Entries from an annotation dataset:

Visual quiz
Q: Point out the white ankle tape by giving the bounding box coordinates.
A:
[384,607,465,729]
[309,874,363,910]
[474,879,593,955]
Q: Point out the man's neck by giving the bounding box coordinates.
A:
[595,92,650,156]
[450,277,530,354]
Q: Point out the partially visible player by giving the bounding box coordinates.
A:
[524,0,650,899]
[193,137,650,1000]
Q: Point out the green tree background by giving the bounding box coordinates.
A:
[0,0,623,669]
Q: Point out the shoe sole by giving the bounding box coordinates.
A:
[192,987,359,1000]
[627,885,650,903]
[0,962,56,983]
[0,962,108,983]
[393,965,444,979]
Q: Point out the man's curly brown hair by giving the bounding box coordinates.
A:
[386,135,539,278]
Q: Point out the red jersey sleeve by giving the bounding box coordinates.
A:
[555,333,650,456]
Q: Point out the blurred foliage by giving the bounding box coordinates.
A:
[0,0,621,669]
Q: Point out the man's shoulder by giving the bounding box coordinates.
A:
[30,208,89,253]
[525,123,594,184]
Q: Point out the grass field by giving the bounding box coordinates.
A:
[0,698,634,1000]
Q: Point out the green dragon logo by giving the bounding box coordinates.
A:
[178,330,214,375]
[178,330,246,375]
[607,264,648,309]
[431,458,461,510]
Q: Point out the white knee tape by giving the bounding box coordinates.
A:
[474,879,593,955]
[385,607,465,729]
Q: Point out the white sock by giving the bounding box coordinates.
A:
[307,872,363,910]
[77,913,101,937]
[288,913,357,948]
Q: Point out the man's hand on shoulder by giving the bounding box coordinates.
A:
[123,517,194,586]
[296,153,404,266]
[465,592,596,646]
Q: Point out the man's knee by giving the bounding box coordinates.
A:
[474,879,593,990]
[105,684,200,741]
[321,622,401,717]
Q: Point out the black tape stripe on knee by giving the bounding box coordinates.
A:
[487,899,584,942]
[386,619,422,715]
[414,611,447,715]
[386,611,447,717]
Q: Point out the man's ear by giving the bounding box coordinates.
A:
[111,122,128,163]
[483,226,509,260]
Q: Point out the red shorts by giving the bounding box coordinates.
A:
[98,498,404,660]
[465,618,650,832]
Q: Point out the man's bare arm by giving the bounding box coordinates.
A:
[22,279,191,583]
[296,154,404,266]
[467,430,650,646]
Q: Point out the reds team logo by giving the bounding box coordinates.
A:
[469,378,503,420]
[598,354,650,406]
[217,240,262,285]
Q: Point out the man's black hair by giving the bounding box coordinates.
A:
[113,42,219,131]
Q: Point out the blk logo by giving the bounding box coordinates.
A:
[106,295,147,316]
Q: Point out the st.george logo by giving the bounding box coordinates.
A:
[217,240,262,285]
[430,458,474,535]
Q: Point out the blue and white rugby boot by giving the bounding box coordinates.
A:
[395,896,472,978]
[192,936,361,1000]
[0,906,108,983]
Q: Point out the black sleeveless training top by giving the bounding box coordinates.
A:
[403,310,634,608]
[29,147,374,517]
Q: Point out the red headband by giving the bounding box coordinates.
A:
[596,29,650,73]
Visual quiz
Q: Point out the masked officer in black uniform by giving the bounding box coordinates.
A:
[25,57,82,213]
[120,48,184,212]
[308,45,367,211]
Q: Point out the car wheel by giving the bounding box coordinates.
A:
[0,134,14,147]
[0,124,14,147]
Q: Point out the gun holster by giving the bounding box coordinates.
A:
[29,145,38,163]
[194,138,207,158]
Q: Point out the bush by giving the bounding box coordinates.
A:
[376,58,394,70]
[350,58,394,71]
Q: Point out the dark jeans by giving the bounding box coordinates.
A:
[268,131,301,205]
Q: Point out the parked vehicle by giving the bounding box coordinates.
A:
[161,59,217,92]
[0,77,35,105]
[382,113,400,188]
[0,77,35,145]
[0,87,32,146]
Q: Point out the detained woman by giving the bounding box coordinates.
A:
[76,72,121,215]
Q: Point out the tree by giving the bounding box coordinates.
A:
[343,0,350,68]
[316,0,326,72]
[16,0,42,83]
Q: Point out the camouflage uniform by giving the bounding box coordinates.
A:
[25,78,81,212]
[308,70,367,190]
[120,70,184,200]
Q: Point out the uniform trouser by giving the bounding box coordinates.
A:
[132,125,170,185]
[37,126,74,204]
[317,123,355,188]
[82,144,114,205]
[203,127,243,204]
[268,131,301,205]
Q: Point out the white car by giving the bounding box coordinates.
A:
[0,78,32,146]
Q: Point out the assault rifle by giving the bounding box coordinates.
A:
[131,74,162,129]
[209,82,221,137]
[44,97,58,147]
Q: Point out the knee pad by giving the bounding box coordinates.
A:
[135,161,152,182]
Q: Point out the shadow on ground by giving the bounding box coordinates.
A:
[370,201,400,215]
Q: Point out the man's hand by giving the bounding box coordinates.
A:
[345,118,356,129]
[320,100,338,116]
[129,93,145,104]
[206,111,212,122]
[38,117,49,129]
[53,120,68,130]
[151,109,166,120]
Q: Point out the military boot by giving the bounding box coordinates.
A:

• [Requirement]: Copy out each of the records above word for word, with every line unchanged.

• [Finished task]:
Visual quiz
Q: Point out the white ankle tape by giving the bounding box coordinates.
A:
[384,607,465,729]
[309,874,363,910]
[474,879,593,955]
Q: Point out the man's neck by giving the bounding box coordinates.
A:
[595,92,650,156]
[450,277,530,354]
Q: Point out the partially visible player by giving the bounding box coordinates.
A:
[524,0,650,899]
[193,137,650,1000]
Q: Point out the green tree background by giving the bounding box coordinates.
A:
[0,0,623,669]
Q: Point out the shoe sole by giving the bounding box coordinates.
A:
[192,987,359,1000]
[627,885,650,903]
[0,962,56,983]
[0,962,108,983]
[393,965,444,979]
Q: Point out the man's curly brown hair by giving the bounding box coordinates.
A:
[386,135,539,278]
Q: Point out the red jersey sleeve by giving the bounding box coordinates.
A:
[555,333,650,456]
Q: Point out the blurred foliage by giving the bounding box coordinates.
A:
[0,0,621,669]
Q: Point out the man's shoulder by giving the bounding box coordinates.
A:
[30,208,89,253]
[525,123,594,184]
Q: Point out the grass field by giving the bounding box coordinates.
A:
[0,698,634,1000]
Q: Point out the green dragon logo by giving the bounding box coordinates.
A:
[178,330,214,375]
[178,330,246,375]
[607,264,648,309]
[431,458,461,510]
Q: Point out the white knee tape by giving the bounding box coordinates.
A:
[474,879,593,955]
[385,607,465,729]
Q: Point out the white sock by giving the bounding box coordinates.
A:
[307,872,363,910]
[77,913,101,937]
[288,913,357,948]
Q: Point out the man's hand on shoulder by giving the bounding box coordinates.
A:
[123,517,194,586]
[296,153,404,266]
[465,592,596,646]
Q: Point out the man's knee by giving the bounding box coordinates.
A:
[474,879,593,990]
[105,684,200,741]
[321,622,401,717]
Q: Point out the black tape stripe on knee by giving the bounding box coordinates.
A:
[487,899,584,942]
[386,619,422,715]
[414,611,447,715]
[386,611,447,717]
Q: Point out the man's ear by giving the bounding box coordinates.
A:
[111,122,128,163]
[483,226,509,260]
Q: Point out the red shorts by giving the bounding box coordinates.
A:
[98,498,404,660]
[465,618,650,832]
Q: Point out the man's bare arm by giving the bounding box coordinates.
A:
[22,279,191,583]
[296,154,404,266]
[467,430,650,646]
Q: Point out the reds team logo by giving the bounding box coordinates.
A:
[469,378,503,420]
[598,354,650,406]
[217,240,262,285]
Q: Point out the man's black hair by giving the bounding box coordinates.
A:
[113,42,219,131]
Q: Point out the blk logo by giving the bounding box coordinates.
A:
[106,295,147,316]
Q: Point out the st.george logo by giving the bounding box coordinates.
A:
[217,240,262,285]
[430,458,474,535]
Q: Point out the blue and white rugby boot by giving the bounding box coordinates.
A:
[395,896,472,978]
[192,936,361,1000]
[0,906,108,983]
Q: Point out the black sleeveless training top by giving the bounding box coordinates.
A:
[403,310,634,608]
[29,147,374,517]
Q: Point out the red headband by giving the bounding box coordinates.
A:
[596,29,650,73]
Visual quiz
Q: Point out the masked officer in black uniform by giving the bounding box coordinates.
A:
[25,57,82,213]
[120,48,184,212]
[308,45,367,211]
Q: Point out the car wheel by giving the bounding box coordinates.
A:
[0,134,14,147]
[0,124,14,147]
Q: Point out the gun holster by giving the bounding box coordinates.
A:
[29,145,38,163]
[194,138,207,158]
Q: Point out the bush by giving the bounding box coordinates.
A:
[376,58,394,70]
[350,58,394,71]
Q: Point out the dark jeans by giving the bounding box coordinates.
A:
[268,131,301,205]
Q: Point out the parked vehicle by giving the bounding box coordinates.
A:
[161,59,217,92]
[0,77,35,105]
[382,113,400,188]
[0,77,35,145]
[0,87,32,146]
Q: Point out the detained woman by giving the bounding box coordinates.
A:
[76,72,121,215]
Q: Point out the tree by giving the bounding box coordinates.
A:
[343,0,350,68]
[316,0,326,72]
[16,0,42,83]
Q: Point out the camouflage uniform by giving the bounding box coordinates.
A:
[25,78,81,212]
[308,70,367,190]
[120,70,184,200]
Q: Point out the uniform trouser by giving the bounding box coordinates.
A:
[132,125,170,185]
[37,126,74,204]
[317,123,355,188]
[82,144,114,205]
[203,127,243,204]
[268,131,301,205]
Q: Point out the white car by giving the bounding box coordinates.
A:
[0,78,32,146]
Q: Point out the assault rifle by giving the bounding box coordinates.
A:
[131,74,162,129]
[209,82,221,137]
[44,97,58,147]
Q: Point out the knee pad by giving the bounding box coordinates.
A:
[135,161,152,182]
Q: Point out the shadow on ground by giving the bounding box coordinates.
A:
[370,201,400,215]
Q: Point out the man's hand by giving the bounding box coordinates.
A:
[345,118,356,129]
[320,100,338,116]
[129,93,145,104]
[206,111,212,122]
[38,117,49,129]
[53,120,68,130]
[151,109,166,120]
Q: Point out the military boot by giving the bounding box coordinates.
A:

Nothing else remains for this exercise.